### THE PROBLEM:
Each entry here needs to be set down again exactly, please; pictures are left out.

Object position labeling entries
★ ★ ★ ★ ★

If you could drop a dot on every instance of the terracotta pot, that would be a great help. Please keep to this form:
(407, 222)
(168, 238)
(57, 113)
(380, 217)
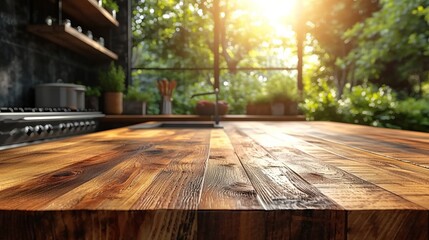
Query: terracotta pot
(113, 103)
(207, 108)
(258, 109)
(92, 102)
(134, 107)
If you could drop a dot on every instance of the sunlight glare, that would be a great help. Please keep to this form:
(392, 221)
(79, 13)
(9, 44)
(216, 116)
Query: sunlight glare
(275, 11)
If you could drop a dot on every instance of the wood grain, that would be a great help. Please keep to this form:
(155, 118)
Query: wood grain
(250, 180)
(226, 185)
(277, 186)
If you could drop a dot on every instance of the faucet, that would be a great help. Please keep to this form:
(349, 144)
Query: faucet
(216, 115)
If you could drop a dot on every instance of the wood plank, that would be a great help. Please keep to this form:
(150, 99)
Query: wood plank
(392, 224)
(39, 191)
(379, 170)
(277, 186)
(406, 146)
(279, 224)
(89, 12)
(179, 184)
(102, 224)
(70, 38)
(344, 188)
(226, 185)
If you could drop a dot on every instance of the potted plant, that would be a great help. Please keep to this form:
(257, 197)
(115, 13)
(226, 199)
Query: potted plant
(207, 108)
(112, 82)
(135, 101)
(261, 105)
(112, 6)
(92, 95)
(282, 95)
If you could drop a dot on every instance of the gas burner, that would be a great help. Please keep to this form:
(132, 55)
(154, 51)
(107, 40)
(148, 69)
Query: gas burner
(21, 126)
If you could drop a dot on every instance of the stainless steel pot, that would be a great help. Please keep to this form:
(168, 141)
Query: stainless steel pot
(60, 95)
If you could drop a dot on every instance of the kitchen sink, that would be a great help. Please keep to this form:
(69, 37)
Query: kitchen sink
(176, 125)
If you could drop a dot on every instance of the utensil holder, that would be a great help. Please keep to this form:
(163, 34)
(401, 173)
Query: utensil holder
(166, 105)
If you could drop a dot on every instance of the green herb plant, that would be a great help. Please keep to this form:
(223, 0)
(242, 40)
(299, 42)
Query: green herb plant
(112, 79)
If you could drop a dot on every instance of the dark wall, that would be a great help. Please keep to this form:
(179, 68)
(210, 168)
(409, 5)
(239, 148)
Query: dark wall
(27, 60)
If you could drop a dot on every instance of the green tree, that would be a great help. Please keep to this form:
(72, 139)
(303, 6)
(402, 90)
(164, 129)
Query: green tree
(327, 21)
(392, 45)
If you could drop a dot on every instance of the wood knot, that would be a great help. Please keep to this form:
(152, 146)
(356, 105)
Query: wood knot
(154, 151)
(241, 188)
(65, 174)
(216, 157)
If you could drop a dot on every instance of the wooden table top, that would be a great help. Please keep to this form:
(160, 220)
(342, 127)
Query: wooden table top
(250, 180)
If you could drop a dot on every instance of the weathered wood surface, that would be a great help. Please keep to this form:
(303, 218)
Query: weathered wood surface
(250, 180)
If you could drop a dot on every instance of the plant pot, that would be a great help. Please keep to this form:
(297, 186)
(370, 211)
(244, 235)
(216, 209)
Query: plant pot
(207, 108)
(277, 108)
(135, 107)
(92, 102)
(113, 103)
(291, 108)
(258, 109)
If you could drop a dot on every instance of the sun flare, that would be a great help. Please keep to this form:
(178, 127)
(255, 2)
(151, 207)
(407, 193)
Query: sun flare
(275, 11)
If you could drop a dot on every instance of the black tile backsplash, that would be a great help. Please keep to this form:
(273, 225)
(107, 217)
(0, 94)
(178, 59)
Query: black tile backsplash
(27, 60)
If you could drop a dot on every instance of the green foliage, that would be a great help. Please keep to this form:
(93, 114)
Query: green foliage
(368, 105)
(110, 4)
(391, 45)
(92, 91)
(320, 102)
(135, 93)
(281, 88)
(112, 79)
(412, 114)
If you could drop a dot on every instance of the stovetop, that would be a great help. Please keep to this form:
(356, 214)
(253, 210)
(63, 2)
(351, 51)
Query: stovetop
(21, 126)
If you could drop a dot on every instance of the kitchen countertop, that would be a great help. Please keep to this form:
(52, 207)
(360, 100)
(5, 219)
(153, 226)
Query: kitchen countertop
(250, 180)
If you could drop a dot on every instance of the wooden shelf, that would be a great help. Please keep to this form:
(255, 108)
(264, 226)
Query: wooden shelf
(70, 38)
(89, 12)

★ ★ ★ ★ ★

### THE ANSWER:
If you could drop a dot on every instance of the terracotta pot, that would be a great help. Please keep to this form:
(407, 222)
(168, 238)
(57, 113)
(380, 217)
Query: terracotta pot
(113, 103)
(207, 108)
(258, 109)
(92, 102)
(134, 107)
If you could drop a dot on every instance of the sunlight glare, that would be a great help. Please keep to this form:
(392, 221)
(79, 13)
(9, 44)
(216, 116)
Query: sunlight glare
(275, 11)
If you could drop a dot on every instance of the wood grain, that would be a great help. Please keep to this form:
(155, 118)
Query: wood grain
(250, 180)
(226, 185)
(277, 186)
If you could drop a dot on every instance of the faucet, that would be a great help. Please keep to this form:
(349, 144)
Query: faucet
(216, 115)
If you could drop a dot on every instance of the wood plank, that would be a great help. Please keep to this form:
(150, 99)
Query: wood plank
(392, 224)
(39, 191)
(379, 170)
(277, 186)
(406, 146)
(279, 224)
(89, 12)
(179, 184)
(102, 224)
(70, 38)
(344, 188)
(226, 185)
If you could drop a dot on every instance of the potted plant, that would be a great help. Please keep to this form:
(257, 197)
(115, 13)
(226, 199)
Query: potted plant
(207, 108)
(112, 82)
(135, 101)
(261, 105)
(112, 6)
(92, 95)
(282, 95)
If you could drop a dot on every instance of the gas burner, that would be a great help. Please keep to this form:
(132, 55)
(154, 51)
(107, 40)
(148, 69)
Query: gas burner
(21, 126)
If you could drop a dot on every instance of the stainless steel pot, that would be a great help. Please keep to this form:
(168, 141)
Query: stainless steel pot
(60, 95)
If you could drop a dot on every instance of the kitchen sink, that would be a great help. Please keep to this form:
(69, 37)
Query: kitchen sink
(176, 125)
If you could drop a dot on every instance of the utensil holder, that would be a great help. Please keep to this form:
(163, 34)
(401, 173)
Query: utensil holder
(166, 105)
If you could drop a dot on every instance of the green herb plant, that would be a great help. Please keep to this form:
(223, 0)
(242, 40)
(299, 42)
Query: green herb plant
(112, 79)
If you could drop a dot on every instance of the dark wall, that would be a great help. Please keep to this form:
(179, 68)
(210, 168)
(409, 5)
(239, 148)
Query: dark wall
(27, 60)
If you could drop a dot on every instance of the green tree, that would be a great help. Please keep to this form:
(72, 139)
(303, 6)
(402, 90)
(164, 129)
Query: green tree
(327, 21)
(392, 45)
If you could drop a dot on every instance of the wood knot, that would be a great help. Please keep to this form:
(152, 146)
(356, 105)
Query: wood knot
(154, 151)
(241, 188)
(65, 174)
(216, 157)
If you could drop a dot on every instance of the wooden table top, that would be a great help. Please keep to this form:
(160, 220)
(342, 127)
Query: wooden table top
(250, 180)
If you could drop a dot on every instance of the weathered wood surface, that would be a great help. Please keep to this form:
(303, 218)
Query: weathered wood surface
(250, 180)
If you could drop a dot on every instance of the plant pot, that would be a great help. Please keep to this form:
(297, 186)
(370, 211)
(244, 235)
(216, 209)
Query: plant pot
(207, 108)
(277, 108)
(135, 107)
(92, 102)
(113, 103)
(291, 108)
(258, 109)
If you could drop a dot on every instance of the sun flare, that would be a great help. Please keep to this form:
(178, 127)
(255, 2)
(151, 207)
(407, 193)
Query: sun flare
(275, 11)
If you could drop a dot on every instance of the black tile backsplash, that would be a great help. Please keep to this form:
(273, 225)
(107, 217)
(0, 94)
(178, 59)
Query: black tile backsplash
(27, 60)
If you could drop a dot on every instance of the green foliage, that would be a great help. Please keep to this form:
(93, 114)
Query: green foliage
(368, 105)
(110, 4)
(391, 45)
(92, 91)
(320, 102)
(135, 93)
(281, 88)
(112, 79)
(412, 114)
If you could drop a dot on every instance of the stovetop, that would be a great help. Please keep to this form:
(356, 214)
(253, 210)
(63, 2)
(351, 51)
Query: stovetop
(21, 126)
If you could drop a dot on every instance of the kitchen countertop, that would be a great help. Please keep to this form:
(52, 207)
(360, 100)
(5, 219)
(153, 226)
Query: kitchen countertop
(250, 180)
If you could drop a dot on every instance of the wooden shelf, that would be a great help. Please keep to this form:
(255, 108)
(264, 226)
Query: wooden shelf
(70, 38)
(89, 12)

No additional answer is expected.